Position annotation records

⟨

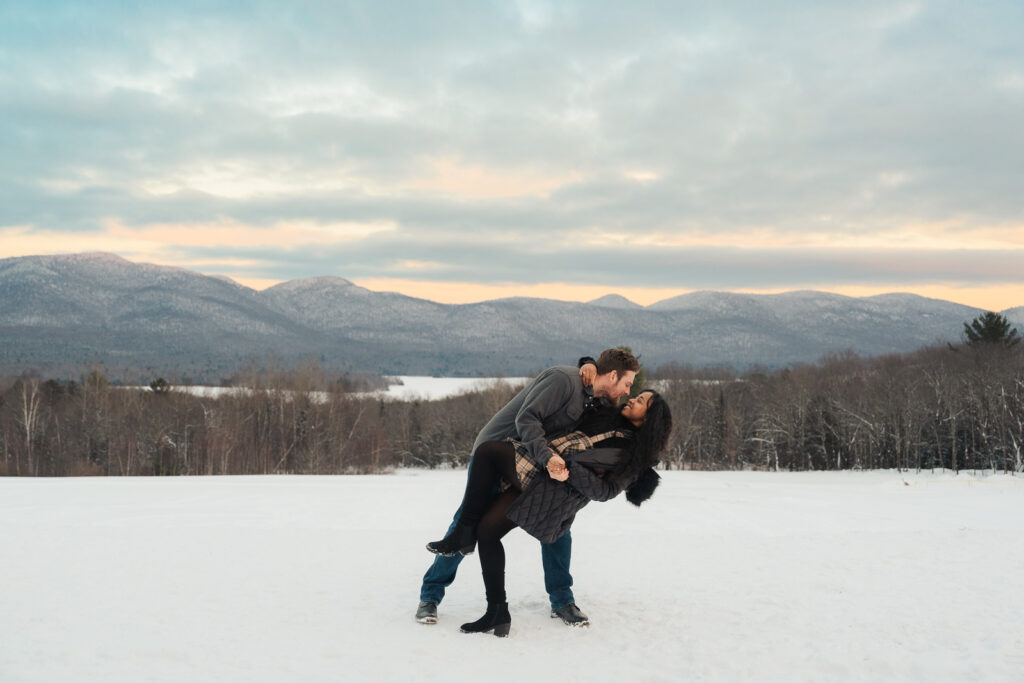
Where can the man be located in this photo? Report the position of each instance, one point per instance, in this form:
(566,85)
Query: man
(549,406)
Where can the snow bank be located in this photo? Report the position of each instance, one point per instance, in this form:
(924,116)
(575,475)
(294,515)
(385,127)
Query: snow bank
(722,577)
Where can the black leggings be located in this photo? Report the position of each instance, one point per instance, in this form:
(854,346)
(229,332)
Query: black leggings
(492,462)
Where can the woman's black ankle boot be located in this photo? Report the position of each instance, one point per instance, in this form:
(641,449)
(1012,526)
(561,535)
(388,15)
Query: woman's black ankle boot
(497,619)
(461,540)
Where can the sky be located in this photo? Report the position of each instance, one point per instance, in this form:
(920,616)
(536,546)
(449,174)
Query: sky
(469,151)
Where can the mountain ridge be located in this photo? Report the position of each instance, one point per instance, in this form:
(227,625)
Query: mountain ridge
(69,311)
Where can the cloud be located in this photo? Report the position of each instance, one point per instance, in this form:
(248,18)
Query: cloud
(723,145)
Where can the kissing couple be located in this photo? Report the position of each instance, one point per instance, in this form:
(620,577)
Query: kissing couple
(560,442)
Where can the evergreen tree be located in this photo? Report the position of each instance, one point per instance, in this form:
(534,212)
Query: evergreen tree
(990,328)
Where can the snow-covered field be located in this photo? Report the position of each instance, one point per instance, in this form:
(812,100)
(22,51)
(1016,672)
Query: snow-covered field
(410,387)
(722,577)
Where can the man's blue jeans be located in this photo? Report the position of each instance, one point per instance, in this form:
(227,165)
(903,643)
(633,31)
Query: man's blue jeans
(555,557)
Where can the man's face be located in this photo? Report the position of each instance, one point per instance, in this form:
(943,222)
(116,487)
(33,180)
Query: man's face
(621,385)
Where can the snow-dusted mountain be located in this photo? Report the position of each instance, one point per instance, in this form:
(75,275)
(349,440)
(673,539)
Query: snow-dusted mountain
(64,311)
(613,301)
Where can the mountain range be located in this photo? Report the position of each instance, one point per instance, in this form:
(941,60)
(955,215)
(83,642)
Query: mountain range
(64,312)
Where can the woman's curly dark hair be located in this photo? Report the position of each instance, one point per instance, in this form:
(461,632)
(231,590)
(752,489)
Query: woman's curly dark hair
(648,440)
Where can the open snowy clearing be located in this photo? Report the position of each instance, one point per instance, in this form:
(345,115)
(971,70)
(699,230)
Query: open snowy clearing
(721,577)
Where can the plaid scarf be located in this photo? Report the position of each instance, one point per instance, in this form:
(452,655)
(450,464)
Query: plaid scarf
(578,441)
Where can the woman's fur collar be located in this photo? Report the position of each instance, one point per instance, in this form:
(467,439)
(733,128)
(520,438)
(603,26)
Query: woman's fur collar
(643,487)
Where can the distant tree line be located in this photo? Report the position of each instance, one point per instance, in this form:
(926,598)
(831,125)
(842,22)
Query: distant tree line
(945,407)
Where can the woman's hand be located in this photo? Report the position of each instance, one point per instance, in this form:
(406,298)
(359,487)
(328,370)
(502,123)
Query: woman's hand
(556,469)
(588,373)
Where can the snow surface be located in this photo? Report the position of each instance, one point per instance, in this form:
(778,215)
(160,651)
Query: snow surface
(721,577)
(412,387)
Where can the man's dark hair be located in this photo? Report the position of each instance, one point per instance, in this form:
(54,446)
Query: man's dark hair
(619,359)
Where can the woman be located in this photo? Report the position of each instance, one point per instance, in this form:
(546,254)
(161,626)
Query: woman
(612,449)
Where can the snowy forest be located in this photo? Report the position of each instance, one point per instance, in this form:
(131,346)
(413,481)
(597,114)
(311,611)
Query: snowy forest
(944,407)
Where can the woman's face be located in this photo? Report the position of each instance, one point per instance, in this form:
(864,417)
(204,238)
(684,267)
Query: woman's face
(635,409)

⟩

§ **THE REQUEST**
Transcribe each entry precisely as given, leaving the pictures out.

§ **OUTPUT**
Where can the man be located in this photo? Report the position of each instance, one point per instance, in this form:
(566,85)
Query: man
(549,406)
Where can the snow bank be located in this photo? Report the position of each instance, one point per instance, in this form:
(924,116)
(575,475)
(294,515)
(385,127)
Query: snow bank
(722,577)
Where can the black leggings be located in this photo? Report the position of each instance, one point per instance, in this form:
(854,346)
(229,332)
Query: black leggings
(492,462)
Where can the woman's black ankle boot be located in this photo? Report the position of each instance, one point per instance, in this form:
(641,449)
(1012,526)
(561,535)
(388,15)
Query: woman's black ankle boot
(497,619)
(461,540)
Where can the sky be located in this photo? Report the position of each instance, one point per instance, in this form:
(920,616)
(536,546)
(449,174)
Query: sky
(469,151)
Where can the mountain ridge be located in this photo? Report the position of each instance, one point per instance, in this form:
(227,625)
Query: mountain ridge
(69,311)
Where can the cloud be located in this photo? Report the position of each instance, one point per instance, in this form:
(248,18)
Query: cloud
(723,145)
Where can the kissing couple be located in this photo? Report the position of each instance, one point per instance, in this form:
(620,577)
Query: kissing couple
(560,442)
Where can the evergreen tree be located in this photo? Report the position of each instance, one point per instance, in this form:
(534,212)
Query: evergreen tree
(990,328)
Where can the snow-covered field be located in this photo? Report the position of each instance, one point per instance, in this form:
(812,100)
(22,51)
(1016,672)
Query: snow-covered field
(410,387)
(722,577)
Where can the man's blue jeans be located in this photo? Report the position of each instance, one point per instance, in this form:
(227,165)
(903,643)
(633,31)
Query: man's blue jeans
(555,557)
Where can the man's face be located in this photo? Report the position of each instance, one point per instance, in this form:
(943,222)
(116,487)
(33,180)
Query: man's face
(621,385)
Where can the snow-dusted mountain be located in this photo? Report the position of each instance, one point per instance, in this form:
(75,275)
(349,440)
(673,539)
Query: snow-dusted mountain
(64,311)
(613,301)
Where can the mountain range be located in this photo? Report the position of each instance, one point per instance, in this form:
(941,60)
(955,215)
(83,642)
Query: mountain range
(64,312)
Where can the woman's curly dark hair be located in this photo? Report the position of each instance, one point per instance, in this form:
(461,632)
(231,590)
(752,489)
Query: woman's curly dark hair
(648,440)
Where can the open snowy clearing be located in this photo? Report the position of each instance, one point per instance, in this form:
(345,115)
(971,70)
(699,230)
Query: open snowy clearing
(721,577)
Where can the plaid scarf be located in this photo? Report the position of each instance, one point per instance, in this form:
(452,655)
(450,464)
Query: plaid scarf
(578,441)
Where can the woman's fur collar be located in this photo? Report the position of each instance, one point per instance, in this form:
(467,439)
(733,128)
(520,438)
(603,26)
Query: woman's fur collar
(643,487)
Where can the distant tree line be located in this photo? Report the position of each instance, one point per instance, in this form:
(926,598)
(831,125)
(842,22)
Query: distant tree line
(945,407)
Where can the woman's hand be located in this photo? Report the position of each instance, one point per instance, in this form:
(406,298)
(359,487)
(328,370)
(502,123)
Query: woman's hand
(556,469)
(588,373)
Where can the snow surface be located in this photo? Report the position of each instance, one point per instance, in this form:
(778,215)
(160,651)
Query: snow surface
(721,577)
(412,387)
Where can the man's dark hair be located in this photo? Report the position of each instance, one point per instance, in this form:
(54,446)
Query: man's dark hair
(619,359)
Where can the woman be located in this photo? Report the position of each instance, one point per instance, in this form:
(546,254)
(161,626)
Query: woman
(612,449)
Where can the snowy forest be located in this photo? Report the position of each instance, one point per instance, in this form:
(131,346)
(413,481)
(597,114)
(311,611)
Query: snowy forest
(944,407)
Where can the woman's face be located in this photo? Report the position of each instance, one point per instance, in this form:
(864,417)
(204,238)
(684,267)
Query: woman's face
(635,409)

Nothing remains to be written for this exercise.